[What you should do]: Please repeat every line below exactly, from the first to the last.

[Information provided]:
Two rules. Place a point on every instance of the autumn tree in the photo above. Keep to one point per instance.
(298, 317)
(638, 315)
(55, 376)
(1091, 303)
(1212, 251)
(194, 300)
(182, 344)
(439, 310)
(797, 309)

[Exercise output]:
Two rules. Place a point on every instance of the autumn tree in the photo above. Keep to one point per instance.
(298, 317)
(638, 315)
(55, 376)
(1091, 303)
(1212, 251)
(194, 300)
(182, 344)
(439, 310)
(797, 309)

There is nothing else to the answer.